[AUSGEWÄHLTER AUSZUG]:
Auch wenn Boll in den ersten Stunden nach dem unfreiwilligen Aus in Budapest „das Herz blutete", will der Topstar nicht als tragischer Held der Tischtennis-Welt abtreten und sich nicht mit einem solchen Sportlerschicksal abfinden. „Schade, dass es mich ausgerechnet bei dieser WM so plötzlich erwischt hat – die Auslosung im Doppel und Einzel war gut. Aber es kommen ja noch ein paar Chancen bei Weltmeisterschaften", teilte der gebürtige Hesse nach der Heimkehr aus Ungarn vom Krankenlager aus mit. Aus Budapest hatte sich der Linkshänder schon mit einer ähnlichen Kampfansage verabschiedet: „2021 in Houston greifen wir wieder an."
So forsche Töne entsprechen zweifellos gleichermaßen dem Ehrgeiz und Sportsgeist des Publikumslieblings, der so gar nicht vom Tischtennis lassen will und kann („Der Gedanke an ein Karriereende macht mir Angst. Ich zittere es eher herbei, als dass ich es herbeisehne. Ich spiele, solange es mir Spaß macht"), und sind auch gar nicht als eine bloße Trotzreaktion zu werten. Schon mehrere große Spieler wie früher die schwedischen Ikonen Jan-Ove Waldner und Jörgen Persson oder auch der immer noch aktive Weißrusse Vladimir Samsonov konnten auch jenseits der 40 Jahre immer noch bedeutende Erfolge feiern. Mit immerhin fast 40 kam Waldner bei den Olympischen Spielen 2004 in Athen zwölf Jahre nach seiner Goldmedaille in Barcelona sogar noch einmal ins Halbfinale – nach Siegen über den chinesischen Topfavoriten Ma Lin und danach auch über Boll.

[ANGEZEIGTE DATEN]:
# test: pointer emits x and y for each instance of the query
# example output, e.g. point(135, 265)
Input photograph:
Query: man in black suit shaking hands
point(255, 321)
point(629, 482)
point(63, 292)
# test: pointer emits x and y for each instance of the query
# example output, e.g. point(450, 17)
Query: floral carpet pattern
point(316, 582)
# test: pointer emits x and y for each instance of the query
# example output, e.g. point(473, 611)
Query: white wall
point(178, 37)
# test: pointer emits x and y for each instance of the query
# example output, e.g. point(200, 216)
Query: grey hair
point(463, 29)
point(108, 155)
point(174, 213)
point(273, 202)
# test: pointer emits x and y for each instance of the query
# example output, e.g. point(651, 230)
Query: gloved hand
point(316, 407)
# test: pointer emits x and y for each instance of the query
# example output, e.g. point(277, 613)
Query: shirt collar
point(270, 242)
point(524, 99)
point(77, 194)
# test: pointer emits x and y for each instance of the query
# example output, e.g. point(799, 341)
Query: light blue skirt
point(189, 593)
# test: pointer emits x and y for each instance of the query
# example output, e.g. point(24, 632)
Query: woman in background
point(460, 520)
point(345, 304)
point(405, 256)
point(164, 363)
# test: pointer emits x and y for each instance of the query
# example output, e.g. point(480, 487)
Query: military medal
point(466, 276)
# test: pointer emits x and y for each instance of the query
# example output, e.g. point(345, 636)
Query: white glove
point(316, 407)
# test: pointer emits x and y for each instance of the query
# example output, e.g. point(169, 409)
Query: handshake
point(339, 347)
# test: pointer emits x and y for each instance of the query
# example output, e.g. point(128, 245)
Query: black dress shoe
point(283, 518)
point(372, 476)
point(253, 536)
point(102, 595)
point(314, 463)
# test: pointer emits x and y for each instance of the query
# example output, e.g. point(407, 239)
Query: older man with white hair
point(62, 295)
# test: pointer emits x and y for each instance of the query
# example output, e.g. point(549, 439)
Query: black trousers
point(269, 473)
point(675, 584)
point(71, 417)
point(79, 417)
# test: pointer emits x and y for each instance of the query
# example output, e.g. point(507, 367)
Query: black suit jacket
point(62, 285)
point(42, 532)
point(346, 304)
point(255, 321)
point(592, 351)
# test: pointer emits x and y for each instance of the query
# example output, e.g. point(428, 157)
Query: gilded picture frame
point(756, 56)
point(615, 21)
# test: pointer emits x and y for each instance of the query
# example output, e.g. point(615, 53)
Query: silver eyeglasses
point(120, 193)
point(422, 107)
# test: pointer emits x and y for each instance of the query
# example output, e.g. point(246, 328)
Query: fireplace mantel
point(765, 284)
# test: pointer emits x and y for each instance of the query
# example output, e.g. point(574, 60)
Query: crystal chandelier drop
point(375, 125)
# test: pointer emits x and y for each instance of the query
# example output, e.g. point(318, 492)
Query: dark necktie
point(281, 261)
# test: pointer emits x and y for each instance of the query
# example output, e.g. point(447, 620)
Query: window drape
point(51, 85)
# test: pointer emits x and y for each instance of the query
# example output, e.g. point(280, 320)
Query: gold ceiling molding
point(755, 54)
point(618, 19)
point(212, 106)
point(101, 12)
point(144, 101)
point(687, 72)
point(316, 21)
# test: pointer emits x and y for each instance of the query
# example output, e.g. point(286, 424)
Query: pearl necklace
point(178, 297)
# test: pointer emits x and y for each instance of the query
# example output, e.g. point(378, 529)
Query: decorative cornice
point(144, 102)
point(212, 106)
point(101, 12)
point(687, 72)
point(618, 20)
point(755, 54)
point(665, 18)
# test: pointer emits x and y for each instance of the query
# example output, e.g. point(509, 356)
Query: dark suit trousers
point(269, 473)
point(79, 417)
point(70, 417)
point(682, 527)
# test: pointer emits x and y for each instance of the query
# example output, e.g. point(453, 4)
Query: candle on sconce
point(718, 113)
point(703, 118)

[AUFGABENSTELLUNG]: Bei welchen Olympischen Spielen erreichte Waldner laut dem ausgewählten Auszug mit fast 40 Jahren noch einmal das Halbfinale?

[ANTWORT]: Bei den Olympischen Spielen 2004 in Athen.